Short problem | Collect every line in the entries below that contains the word "hoop". Case counts.

Material for the task |
• • • •

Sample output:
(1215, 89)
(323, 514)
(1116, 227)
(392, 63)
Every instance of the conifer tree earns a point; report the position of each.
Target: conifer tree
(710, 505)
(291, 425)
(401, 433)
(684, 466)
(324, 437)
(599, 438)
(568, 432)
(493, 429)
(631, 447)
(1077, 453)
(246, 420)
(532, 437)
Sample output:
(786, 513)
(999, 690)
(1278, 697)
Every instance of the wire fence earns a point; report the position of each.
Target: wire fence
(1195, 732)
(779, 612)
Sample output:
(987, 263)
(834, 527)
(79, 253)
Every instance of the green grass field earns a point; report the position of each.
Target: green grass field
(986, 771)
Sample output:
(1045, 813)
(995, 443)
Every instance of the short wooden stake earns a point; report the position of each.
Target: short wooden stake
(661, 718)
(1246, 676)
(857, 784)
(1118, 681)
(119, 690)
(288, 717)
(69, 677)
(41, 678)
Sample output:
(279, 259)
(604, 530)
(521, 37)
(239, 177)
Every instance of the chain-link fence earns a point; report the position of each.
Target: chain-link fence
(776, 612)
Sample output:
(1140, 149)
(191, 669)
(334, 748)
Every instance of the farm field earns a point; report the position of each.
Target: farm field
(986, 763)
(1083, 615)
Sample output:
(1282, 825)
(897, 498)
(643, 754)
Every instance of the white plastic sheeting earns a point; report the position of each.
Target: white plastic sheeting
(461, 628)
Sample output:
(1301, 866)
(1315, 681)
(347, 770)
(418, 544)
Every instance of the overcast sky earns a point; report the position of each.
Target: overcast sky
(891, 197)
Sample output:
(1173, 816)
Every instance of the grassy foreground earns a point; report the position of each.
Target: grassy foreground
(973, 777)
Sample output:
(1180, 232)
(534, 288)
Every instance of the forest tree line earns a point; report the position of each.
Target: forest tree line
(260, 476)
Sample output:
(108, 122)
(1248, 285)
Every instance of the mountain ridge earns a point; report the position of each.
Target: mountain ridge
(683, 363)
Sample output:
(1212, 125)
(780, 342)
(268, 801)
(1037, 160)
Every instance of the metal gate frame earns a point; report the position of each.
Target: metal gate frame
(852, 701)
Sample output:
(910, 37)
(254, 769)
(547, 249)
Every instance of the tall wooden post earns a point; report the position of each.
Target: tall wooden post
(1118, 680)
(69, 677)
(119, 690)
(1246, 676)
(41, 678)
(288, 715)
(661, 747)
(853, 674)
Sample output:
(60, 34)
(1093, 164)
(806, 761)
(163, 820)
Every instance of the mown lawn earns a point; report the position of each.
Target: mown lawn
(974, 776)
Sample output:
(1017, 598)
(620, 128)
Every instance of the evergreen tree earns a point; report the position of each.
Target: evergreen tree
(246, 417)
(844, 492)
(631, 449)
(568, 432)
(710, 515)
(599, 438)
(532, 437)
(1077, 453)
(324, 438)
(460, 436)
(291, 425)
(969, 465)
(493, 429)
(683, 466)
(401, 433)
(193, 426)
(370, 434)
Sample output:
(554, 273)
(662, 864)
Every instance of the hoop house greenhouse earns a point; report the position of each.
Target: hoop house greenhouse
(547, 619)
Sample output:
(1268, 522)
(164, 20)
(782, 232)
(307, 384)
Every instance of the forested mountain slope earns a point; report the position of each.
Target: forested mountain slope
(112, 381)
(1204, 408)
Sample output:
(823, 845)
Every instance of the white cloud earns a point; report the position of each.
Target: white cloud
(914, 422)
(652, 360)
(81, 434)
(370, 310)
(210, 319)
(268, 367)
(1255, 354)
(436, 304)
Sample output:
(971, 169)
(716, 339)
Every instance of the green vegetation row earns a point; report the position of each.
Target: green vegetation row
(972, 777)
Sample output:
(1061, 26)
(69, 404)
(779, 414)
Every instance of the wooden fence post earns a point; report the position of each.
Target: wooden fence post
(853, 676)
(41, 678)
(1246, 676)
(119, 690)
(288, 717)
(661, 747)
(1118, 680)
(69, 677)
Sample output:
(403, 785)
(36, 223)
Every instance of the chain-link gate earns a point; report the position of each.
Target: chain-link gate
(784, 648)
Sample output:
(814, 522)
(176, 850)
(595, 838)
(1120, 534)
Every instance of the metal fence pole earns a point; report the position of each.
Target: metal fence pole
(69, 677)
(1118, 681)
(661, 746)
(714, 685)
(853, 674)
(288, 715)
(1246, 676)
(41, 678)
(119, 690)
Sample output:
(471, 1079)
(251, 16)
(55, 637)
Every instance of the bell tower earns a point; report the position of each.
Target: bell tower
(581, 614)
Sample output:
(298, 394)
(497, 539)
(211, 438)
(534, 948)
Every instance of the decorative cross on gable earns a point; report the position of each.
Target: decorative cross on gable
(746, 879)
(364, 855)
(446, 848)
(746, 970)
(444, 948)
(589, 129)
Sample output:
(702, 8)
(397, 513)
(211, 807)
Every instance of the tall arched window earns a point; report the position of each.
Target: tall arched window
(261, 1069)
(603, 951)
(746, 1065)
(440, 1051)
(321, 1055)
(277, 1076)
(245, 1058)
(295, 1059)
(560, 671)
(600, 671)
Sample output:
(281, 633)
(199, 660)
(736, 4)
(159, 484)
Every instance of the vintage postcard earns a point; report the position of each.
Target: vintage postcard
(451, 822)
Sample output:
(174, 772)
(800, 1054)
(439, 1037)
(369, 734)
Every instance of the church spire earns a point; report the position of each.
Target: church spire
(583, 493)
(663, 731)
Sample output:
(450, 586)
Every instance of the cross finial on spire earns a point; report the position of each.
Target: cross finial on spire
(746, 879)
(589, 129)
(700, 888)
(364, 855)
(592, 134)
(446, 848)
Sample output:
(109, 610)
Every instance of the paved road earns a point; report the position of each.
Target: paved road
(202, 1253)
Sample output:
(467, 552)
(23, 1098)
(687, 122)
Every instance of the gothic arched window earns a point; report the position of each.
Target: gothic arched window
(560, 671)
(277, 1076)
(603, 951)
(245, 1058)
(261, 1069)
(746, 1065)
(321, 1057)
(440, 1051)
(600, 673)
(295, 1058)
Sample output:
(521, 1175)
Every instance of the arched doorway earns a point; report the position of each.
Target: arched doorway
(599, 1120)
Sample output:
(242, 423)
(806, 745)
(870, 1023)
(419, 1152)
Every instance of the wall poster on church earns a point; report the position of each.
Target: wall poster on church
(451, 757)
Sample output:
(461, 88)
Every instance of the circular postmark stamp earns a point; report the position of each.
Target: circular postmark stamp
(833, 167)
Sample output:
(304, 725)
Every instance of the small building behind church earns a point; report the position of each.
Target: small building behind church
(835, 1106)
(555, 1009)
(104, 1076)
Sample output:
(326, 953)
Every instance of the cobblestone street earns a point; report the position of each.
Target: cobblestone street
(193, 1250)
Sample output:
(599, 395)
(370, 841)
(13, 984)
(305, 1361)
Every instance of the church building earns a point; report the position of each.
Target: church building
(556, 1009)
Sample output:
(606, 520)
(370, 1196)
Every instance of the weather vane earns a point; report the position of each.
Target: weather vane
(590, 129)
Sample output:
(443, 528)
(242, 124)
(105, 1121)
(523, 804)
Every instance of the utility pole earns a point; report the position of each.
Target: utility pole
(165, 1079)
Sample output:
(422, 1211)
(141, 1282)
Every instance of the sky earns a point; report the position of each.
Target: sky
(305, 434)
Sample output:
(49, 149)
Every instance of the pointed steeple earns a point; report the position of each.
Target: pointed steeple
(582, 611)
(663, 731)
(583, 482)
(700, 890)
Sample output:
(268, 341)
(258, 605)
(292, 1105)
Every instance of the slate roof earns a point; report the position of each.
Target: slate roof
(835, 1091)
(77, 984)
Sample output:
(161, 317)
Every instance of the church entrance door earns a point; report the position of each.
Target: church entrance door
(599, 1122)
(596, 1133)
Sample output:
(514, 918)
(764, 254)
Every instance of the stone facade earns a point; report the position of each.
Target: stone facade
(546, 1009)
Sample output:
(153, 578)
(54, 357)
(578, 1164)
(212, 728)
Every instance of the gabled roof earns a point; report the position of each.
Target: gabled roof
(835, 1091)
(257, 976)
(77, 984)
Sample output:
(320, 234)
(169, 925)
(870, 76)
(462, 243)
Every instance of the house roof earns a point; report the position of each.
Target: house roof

• • • •

Response to this exercise |
Every instance of the hoop house greenhouse earns a point; report the position of each.
Target: hoop house greenhouse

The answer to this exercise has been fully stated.